# perfil de acero



## Gregorio Delsol

amigos hagan me el favor de aclarar esto: perfil de acero(lamina) e=2mm L=2,40 mts. gotero


----------



## lauranazario

Gregorio Delsol said:
			
		

> amigos hagan me el favor de aclarar esto: perfil de acero(lamina) e=2mm L=2,40 mts. gotero


Ni idea, Gregorio... ¿quieres que te expliquen qué significa esa ecuación? Hmmmmmm... aquí no nos dedicamos a eso (recuerda que lo nuestro son los idiomas). Habrá que esperar si algún Forero tiene conocimientos prácticos en construcción.
Siempre puedes buscar en Google...

Suerte,
LN


----------



## Gregorio Delsol

Esto No Es Ecuacion Realmente Lo Que Es Es La Descripcion De Una Parte De Una Casa Prefabricada

Este Documento Me Esta Matando


----------



## Phryne

Se dice _Steel Beam_.

* [TAREAS ASIGNADAS]:
1) En el hilo sobre el perfil de acero, ¿qué es en realidad, según Gregorio Delsol, lo que parecía una ecuación?
2) Cambia "Forero" por "participante" en el hilo sobre el perfil de acero y copia el tramo de "## lauranazario" a "prácticos en construcción.".
3) Sigue escribiendo el hilo sobre el perfil de acero a partir del punto en que termina.
El listado no tiene relación con el hilo sobre el perfil de acero.

* [LISTADO]:
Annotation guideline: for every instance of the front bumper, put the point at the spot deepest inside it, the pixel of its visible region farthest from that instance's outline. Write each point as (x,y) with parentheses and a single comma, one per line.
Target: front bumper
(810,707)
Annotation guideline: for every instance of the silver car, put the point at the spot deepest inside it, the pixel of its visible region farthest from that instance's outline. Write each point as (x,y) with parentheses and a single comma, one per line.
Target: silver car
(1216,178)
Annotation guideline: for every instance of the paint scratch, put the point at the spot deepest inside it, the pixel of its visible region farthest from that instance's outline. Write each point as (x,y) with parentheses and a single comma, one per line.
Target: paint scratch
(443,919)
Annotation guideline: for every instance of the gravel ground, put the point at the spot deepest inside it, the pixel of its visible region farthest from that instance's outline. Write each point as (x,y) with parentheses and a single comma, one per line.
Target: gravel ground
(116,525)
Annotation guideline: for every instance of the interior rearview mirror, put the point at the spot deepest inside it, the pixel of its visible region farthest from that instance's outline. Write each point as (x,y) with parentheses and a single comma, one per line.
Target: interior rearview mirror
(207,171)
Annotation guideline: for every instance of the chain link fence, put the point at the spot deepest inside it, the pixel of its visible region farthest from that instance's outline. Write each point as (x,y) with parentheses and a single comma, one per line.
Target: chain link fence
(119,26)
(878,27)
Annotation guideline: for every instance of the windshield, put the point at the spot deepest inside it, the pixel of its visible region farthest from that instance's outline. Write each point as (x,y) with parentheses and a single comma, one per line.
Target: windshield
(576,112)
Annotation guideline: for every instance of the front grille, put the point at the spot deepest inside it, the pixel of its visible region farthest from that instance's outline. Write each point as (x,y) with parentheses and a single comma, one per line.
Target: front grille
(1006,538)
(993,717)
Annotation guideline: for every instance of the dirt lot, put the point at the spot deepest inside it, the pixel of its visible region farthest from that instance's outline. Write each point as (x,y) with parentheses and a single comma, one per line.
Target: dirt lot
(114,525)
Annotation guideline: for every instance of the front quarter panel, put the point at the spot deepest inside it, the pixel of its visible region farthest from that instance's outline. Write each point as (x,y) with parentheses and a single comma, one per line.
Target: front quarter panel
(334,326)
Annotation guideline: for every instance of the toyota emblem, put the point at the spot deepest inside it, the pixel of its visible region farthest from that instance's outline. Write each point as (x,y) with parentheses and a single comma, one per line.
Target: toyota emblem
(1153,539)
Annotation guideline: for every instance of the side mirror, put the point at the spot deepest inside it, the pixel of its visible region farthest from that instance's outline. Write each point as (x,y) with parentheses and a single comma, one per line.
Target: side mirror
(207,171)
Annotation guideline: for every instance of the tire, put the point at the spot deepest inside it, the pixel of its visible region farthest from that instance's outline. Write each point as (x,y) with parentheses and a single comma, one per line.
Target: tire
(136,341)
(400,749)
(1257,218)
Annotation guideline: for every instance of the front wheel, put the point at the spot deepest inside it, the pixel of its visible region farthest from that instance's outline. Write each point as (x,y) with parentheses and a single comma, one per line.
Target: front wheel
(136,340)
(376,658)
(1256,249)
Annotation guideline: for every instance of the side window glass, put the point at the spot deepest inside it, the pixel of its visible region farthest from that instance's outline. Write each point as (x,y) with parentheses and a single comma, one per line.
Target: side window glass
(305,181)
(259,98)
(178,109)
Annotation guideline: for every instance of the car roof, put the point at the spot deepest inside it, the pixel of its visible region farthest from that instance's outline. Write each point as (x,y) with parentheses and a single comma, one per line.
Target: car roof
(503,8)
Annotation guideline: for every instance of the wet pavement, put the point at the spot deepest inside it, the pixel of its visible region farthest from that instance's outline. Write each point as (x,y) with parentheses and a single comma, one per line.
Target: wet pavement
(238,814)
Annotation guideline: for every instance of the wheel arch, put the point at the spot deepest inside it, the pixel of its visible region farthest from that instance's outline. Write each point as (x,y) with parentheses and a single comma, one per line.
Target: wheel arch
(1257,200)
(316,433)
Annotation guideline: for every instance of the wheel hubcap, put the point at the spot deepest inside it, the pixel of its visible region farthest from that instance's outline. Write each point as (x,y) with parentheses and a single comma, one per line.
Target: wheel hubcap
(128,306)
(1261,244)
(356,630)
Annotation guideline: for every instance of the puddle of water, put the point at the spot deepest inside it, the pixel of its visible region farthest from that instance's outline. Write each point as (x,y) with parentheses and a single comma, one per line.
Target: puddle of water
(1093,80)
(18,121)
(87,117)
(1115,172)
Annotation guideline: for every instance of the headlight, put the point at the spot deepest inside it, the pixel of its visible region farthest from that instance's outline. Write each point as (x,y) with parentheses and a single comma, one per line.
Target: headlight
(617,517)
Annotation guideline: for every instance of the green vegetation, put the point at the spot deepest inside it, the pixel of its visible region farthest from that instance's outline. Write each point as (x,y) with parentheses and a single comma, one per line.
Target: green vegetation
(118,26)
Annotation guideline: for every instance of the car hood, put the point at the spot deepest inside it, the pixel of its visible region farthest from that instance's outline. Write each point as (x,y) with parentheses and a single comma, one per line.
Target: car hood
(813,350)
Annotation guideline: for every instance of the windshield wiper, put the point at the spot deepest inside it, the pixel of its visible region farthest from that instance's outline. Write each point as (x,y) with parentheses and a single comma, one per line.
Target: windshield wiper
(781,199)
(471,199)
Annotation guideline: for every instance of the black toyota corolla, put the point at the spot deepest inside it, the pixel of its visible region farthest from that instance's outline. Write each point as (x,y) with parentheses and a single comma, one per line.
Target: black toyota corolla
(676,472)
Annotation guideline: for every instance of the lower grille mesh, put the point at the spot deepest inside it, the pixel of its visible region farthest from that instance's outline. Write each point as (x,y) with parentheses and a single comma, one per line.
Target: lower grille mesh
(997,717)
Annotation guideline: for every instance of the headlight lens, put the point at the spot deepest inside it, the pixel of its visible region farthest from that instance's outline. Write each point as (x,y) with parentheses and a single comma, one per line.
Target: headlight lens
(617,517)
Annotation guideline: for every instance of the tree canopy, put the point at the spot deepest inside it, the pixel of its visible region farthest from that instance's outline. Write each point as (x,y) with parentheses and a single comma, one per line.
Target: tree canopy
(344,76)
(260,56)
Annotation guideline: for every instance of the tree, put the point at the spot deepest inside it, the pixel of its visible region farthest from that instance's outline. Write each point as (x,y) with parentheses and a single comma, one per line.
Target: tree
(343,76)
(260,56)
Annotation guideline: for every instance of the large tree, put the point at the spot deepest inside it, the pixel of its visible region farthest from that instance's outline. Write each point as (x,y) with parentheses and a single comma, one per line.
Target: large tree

* [RESPUESTAS POR TAREA]:
1) La descripción de una parte de una casa prefabricada.

2)
## lauranazario

Gregorio Delsol said:
			
		

> amigos hagan me el favor de aclarar esto: perfil de acero(lamina) e=2mm L=2,40 mts. gotero


Ni idea, Gregorio... ¿quieres que te expliquen qué significa esa ecuación? Hmmmmmm... aquí no nos dedicamos a eso (recuerda que lo nuestro son los idiomas). Habrá que esperar si algún participante tiene conocimientos prácticos en construcción.

3)
Gregorio, por favor, cuando preguntes por una palabra, poné la oración completa en la cual la encontraste. A veces es muy difícil saber a qué esta referida sin el contexto apropiado. Gracias!


----------



## araceli

Gregorio Delsol said:
			
		

> amigos hagan me el favor de aclarar esto: perfil de acero(lamina) e=2mm L=2,40 mts. gotero


lámina=plate
espesor= thickness
largo= lenght
gotero= eyedropper (aquí me parece que hay un error...¿no será gotera?).


----------



## Gregorio Delsol

gracias araceli me ayudaste mucho. phryne esto es la opracion complete no hay mas si hubiera mas yo lo hubiera puesto. muchas gracias por la ayuda estoy muy agradecido.


----------



## lauranazario

Gregorio Delsol said:
			
		

> amigos hagan me el favor de aclarar esto: perfil de acero(lamina) e=2mm L=2,40 mts. gotero



Gregorio, al llegar a casa encontré esto en el _Diccionario Técnico Inglés>< Español de F. Beigbeder_...

*perfil* = (USA) mold; outline; profile; structural shape

¿Acaso será que el "perfil de acero" que menciona tu frase es a steel structure (plate) o quizás a steel structural beam (plate)?

¡Necesitamos la ayuda de un experto!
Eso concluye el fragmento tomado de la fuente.